Stated problem ▸
Transcribe every line of the entries below word for word, omitting the pictures.
## BEGIN Dataset rows
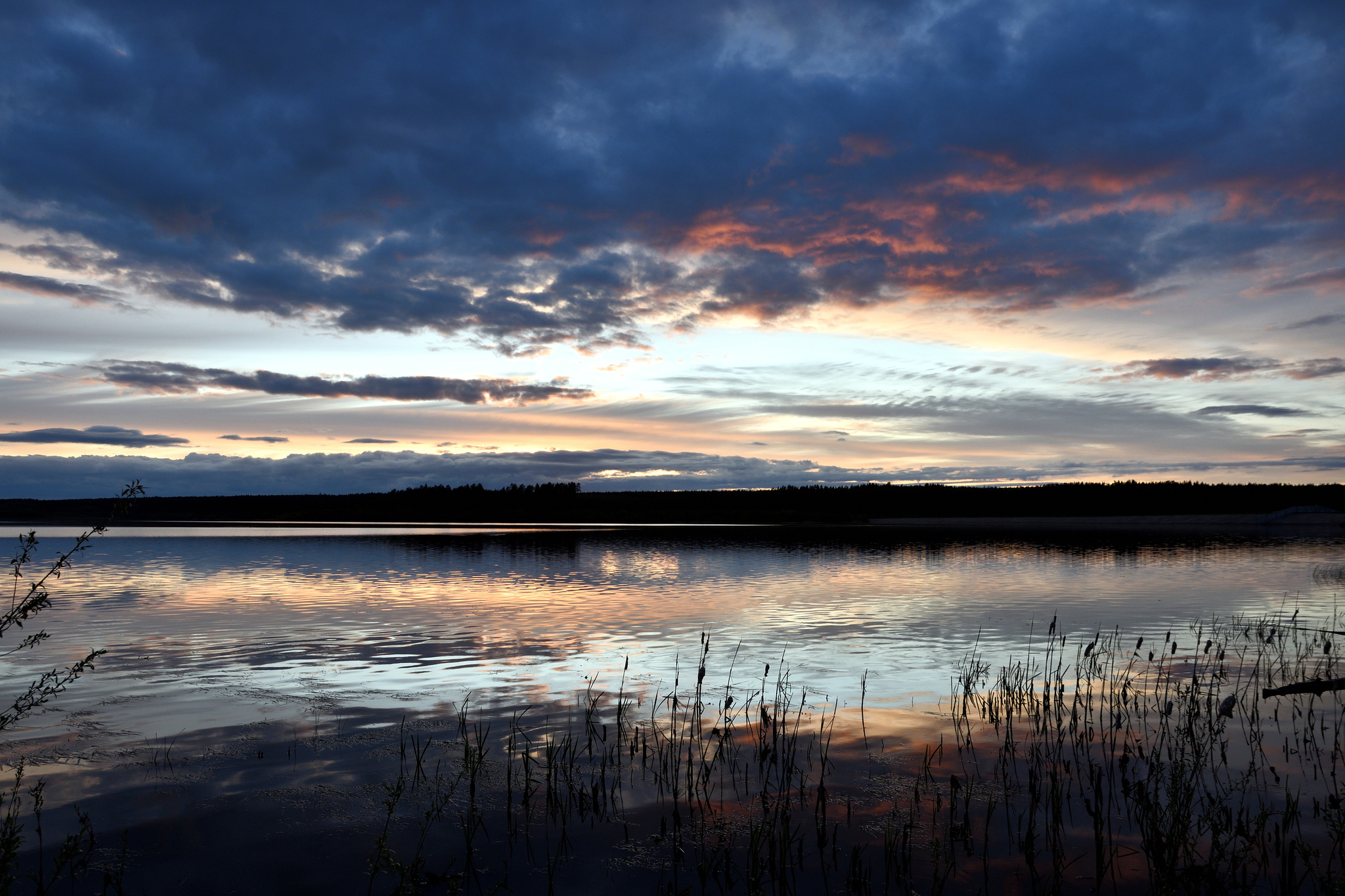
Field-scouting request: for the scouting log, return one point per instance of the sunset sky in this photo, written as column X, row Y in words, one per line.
column 355, row 246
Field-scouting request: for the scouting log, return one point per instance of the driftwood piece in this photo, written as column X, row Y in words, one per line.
column 1317, row 687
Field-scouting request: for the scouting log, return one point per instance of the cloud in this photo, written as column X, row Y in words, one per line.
column 1321, row 320
column 255, row 438
column 160, row 377
column 93, row 436
column 1262, row 410
column 517, row 179
column 1321, row 281
column 60, row 289
column 602, row 471
column 1222, row 368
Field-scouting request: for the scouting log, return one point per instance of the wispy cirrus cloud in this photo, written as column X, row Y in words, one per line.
column 169, row 378
column 269, row 440
column 1321, row 320
column 1222, row 368
column 1259, row 410
column 93, row 436
column 1323, row 280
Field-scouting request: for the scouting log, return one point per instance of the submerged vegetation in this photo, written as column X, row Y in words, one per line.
column 29, row 597
column 1091, row 765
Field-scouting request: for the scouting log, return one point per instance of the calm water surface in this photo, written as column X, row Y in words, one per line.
column 223, row 643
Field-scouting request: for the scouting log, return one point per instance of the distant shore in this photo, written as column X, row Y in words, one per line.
column 1248, row 523
column 1084, row 505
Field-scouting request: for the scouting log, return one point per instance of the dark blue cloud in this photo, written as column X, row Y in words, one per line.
column 167, row 377
column 537, row 172
column 93, row 436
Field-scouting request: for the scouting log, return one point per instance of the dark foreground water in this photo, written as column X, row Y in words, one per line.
column 263, row 688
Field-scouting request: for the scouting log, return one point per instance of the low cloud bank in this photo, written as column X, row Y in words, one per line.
column 163, row 377
column 93, row 436
column 599, row 471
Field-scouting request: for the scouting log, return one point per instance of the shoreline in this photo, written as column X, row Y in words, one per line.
column 1248, row 523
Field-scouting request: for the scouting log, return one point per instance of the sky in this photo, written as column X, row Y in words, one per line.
column 346, row 246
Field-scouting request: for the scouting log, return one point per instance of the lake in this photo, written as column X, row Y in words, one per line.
column 260, row 684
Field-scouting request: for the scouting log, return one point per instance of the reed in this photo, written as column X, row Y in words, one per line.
column 1087, row 763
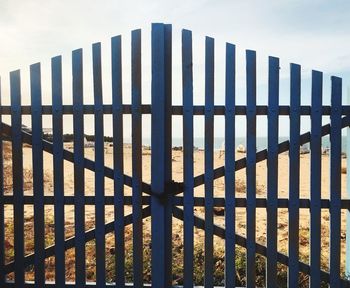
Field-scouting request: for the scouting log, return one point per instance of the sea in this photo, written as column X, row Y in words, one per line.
column 261, row 142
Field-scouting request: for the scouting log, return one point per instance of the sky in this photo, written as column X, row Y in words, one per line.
column 314, row 34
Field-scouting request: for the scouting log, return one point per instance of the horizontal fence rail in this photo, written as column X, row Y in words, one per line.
column 146, row 215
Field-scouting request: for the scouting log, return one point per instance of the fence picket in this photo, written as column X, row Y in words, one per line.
column 209, row 161
column 38, row 177
column 315, row 209
column 57, row 120
column 17, row 171
column 335, row 182
column 161, row 156
column 272, row 173
column 118, row 161
column 251, row 166
column 294, row 177
column 137, row 158
column 168, row 152
column 230, row 212
column 99, row 168
column 187, row 90
column 2, row 210
column 79, row 175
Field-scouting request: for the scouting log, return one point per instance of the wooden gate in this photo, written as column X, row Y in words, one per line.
column 164, row 200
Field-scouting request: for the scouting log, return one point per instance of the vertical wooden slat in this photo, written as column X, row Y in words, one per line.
column 335, row 182
column 157, row 157
column 251, row 166
column 294, row 177
column 118, row 160
column 79, row 206
column 187, row 92
column 99, row 168
column 230, row 212
column 38, row 187
column 168, row 151
column 17, row 171
column 57, row 119
column 272, row 173
column 136, row 158
column 161, row 97
column 315, row 209
column 347, row 237
column 2, row 212
column 209, row 161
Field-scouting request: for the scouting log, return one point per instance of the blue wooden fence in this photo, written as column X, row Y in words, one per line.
column 163, row 199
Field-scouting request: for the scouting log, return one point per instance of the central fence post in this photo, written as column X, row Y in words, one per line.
column 161, row 206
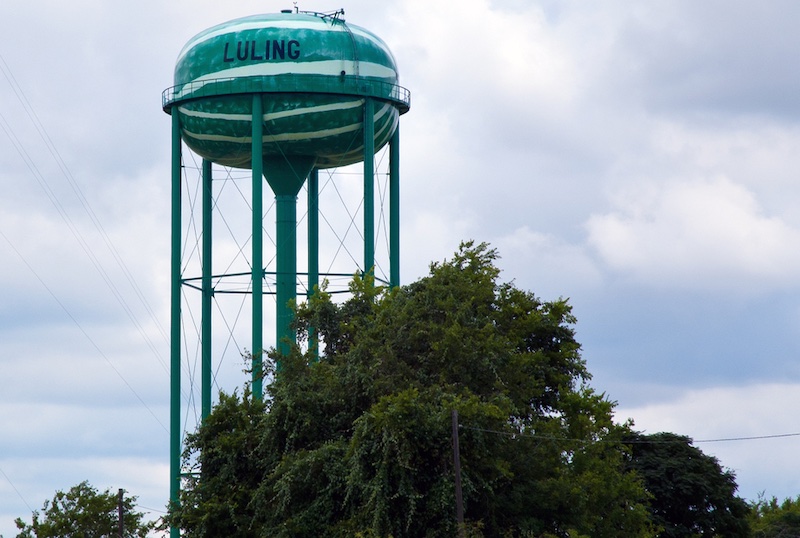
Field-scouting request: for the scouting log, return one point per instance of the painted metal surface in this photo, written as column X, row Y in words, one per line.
column 314, row 74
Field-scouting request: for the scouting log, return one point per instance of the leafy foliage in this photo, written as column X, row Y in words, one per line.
column 83, row 512
column 357, row 442
column 692, row 494
column 770, row 519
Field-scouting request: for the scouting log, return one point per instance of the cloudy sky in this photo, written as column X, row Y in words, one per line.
column 641, row 159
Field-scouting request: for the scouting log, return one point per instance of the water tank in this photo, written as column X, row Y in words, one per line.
column 313, row 72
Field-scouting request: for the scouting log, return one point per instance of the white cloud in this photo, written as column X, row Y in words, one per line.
column 707, row 233
column 731, row 413
column 546, row 263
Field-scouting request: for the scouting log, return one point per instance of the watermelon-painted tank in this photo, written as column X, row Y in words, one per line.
column 314, row 72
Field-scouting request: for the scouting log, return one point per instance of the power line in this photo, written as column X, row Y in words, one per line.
column 629, row 441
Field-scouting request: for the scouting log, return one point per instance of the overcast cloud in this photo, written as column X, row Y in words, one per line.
column 640, row 159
## END Dataset rows
Output for this task ▸
Field-scouting request: for the scouting log, return one point per instance of the sunset sky in this photo, written as column X, row Y in words, one per line.
column 355, row 246
Field-scouting request: for the scouting log, return one point per instance of the driftwood piece in this photo, written as column X, row Y in words, one per line.
column 1317, row 687
Field-scouting request: for the scouting log, return one point per instance of the cloud in this photo, written as column X, row Y in words, one per line.
column 1321, row 320
column 255, row 438
column 160, row 377
column 93, row 436
column 1262, row 410
column 517, row 179
column 1321, row 281
column 60, row 289
column 602, row 471
column 1222, row 368
Field-scouting request: for the scouting log, return one point per instance of the wispy cirrus cloud in this photo, written as column X, row Y in words, one per line.
column 169, row 378
column 269, row 440
column 1321, row 320
column 1222, row 368
column 1259, row 410
column 93, row 436
column 1323, row 280
Field-scouting request: for the scouting log, return one point per instance of the submerged vegetation in this photo, written as column X, row Y in words, one per line.
column 29, row 597
column 1091, row 765
Field-scouting request: for the scouting log, return one point per instance of the calm water surface in this photo, written as column X, row Y in words, one per line.
column 223, row 643
Field-scouting request: for the scouting log, return one point per instance of the distant shore in this photo, written as column X, row Y in words, one per line.
column 1248, row 523
column 1084, row 505
Field-scouting request: for the scouting log, return one point per instance of the dark blue cloud in this photo, written as column X, row Y in words, one per line.
column 167, row 377
column 537, row 172
column 93, row 436
Field-scouting request: for the scouting log, return one point per instance of the dark foreground water in this photo, written as column X, row Y in words, one per line.
column 263, row 688
Field-scouting request: for the scouting log, return one point per instance of the low cloud bank in this photo, written as column X, row Y in words, one per line.
column 163, row 377
column 93, row 436
column 599, row 471
Field-scouting request: for the scouting log, return one point per instance of the shoreline in this photo, written as column X, row Y in words, one per line.
column 1248, row 523
Field-scouting request: for the scouting log, return one point per instance of the sky in this photo, written as column X, row Y in words, one per line.
column 346, row 246
Field-scouting request: for the scouting log, return one point per instance of the lake in this photo, written as column X, row Y in words, one per line.
column 260, row 684
Field-scouting request: for the scouting log, return one point per instance of the reed in this photo, written as column X, row Y in words, one per line.
column 1087, row 763
Field-scouting request: for the scouting log, return one point per instance of the sea in this photo, written as column X, row Y in words, one per line.
column 261, row 142
Field-scouting request: for the scouting log, return one point per instance of the sky in this photo, written as column X, row Y in words, one per line.
column 314, row 34
Field-scouting request: for the scouting log, return one point per instance of the horizontal fence rail in this photo, written as column X, row Y in words, one per line.
column 146, row 215
Field-scouting request: for the scouting log, return one point per instance of the fence picket in this photo, written as column X, row Y in words, one per line.
column 209, row 161
column 38, row 177
column 315, row 209
column 57, row 120
column 17, row 171
column 335, row 182
column 161, row 156
column 272, row 173
column 118, row 161
column 251, row 166
column 294, row 177
column 137, row 158
column 168, row 152
column 230, row 212
column 99, row 168
column 187, row 90
column 2, row 210
column 79, row 175
Field-scouting request: for the scouting log, return one point per instance of the wooden gate in this photo, written as column X, row Y in words, one per line.
column 164, row 200
Field-scouting request: for the scouting log, return one point per instance of the vertical wooden slat in this photo, written as column X, row Y in words, one per line.
column 335, row 182
column 157, row 157
column 251, row 166
column 294, row 177
column 118, row 160
column 79, row 206
column 187, row 92
column 99, row 168
column 230, row 212
column 38, row 187
column 168, row 151
column 17, row 171
column 57, row 119
column 272, row 173
column 136, row 158
column 161, row 97
column 315, row 209
column 347, row 237
column 2, row 212
column 209, row 161
Field-scouting request: for the scouting log, return one point per instance of the blue wooden fence in this photo, written as column X, row Y in words, one per line.
column 163, row 199
Field-scouting request: for the scouting log, return one point per instance of the central fence post in this photo, written as column X, row Y in words, one per line.
column 161, row 206
Field-scouting request: for the scouting log, return one point per instance of the painted metal surface in this photo, written as column X, row Y in words, one per line.
column 314, row 74
Field-scouting request: for the scouting log, return one point per instance of the leafy foliage in this photo, written as column X, row Y in words, one per line.
column 83, row 512
column 357, row 442
column 692, row 494
column 770, row 519
Field-scouting request: for the scouting log, return one point per instance of the cloudy sky in this photo, written as column X, row Y in words, one per line.
column 641, row 159
Field-scouting request: for the scouting log, return one point per instance of the water tank in this photo, written as column X, row Y in words, one per line.
column 313, row 72
Field-scouting request: for the scouting log, return one point per instance of the white cloud in this photo, written as column X, row Y in words, one per line.
column 707, row 233
column 731, row 413
column 546, row 263
Field-scouting request: for the scouting log, return one point per instance of the watermelon-painted tank in this photo, written as column X, row Y in words, one per line.
column 314, row 72
Field-scouting request: for the scouting log, return one point per instance of the power line in this photo, written as column X, row Y in words, one per line.
column 629, row 441
Field-scouting request: for the scouting log, return one point per instance of the overcast cloud in this photo, written as column X, row Y in words, one per line.
column 640, row 159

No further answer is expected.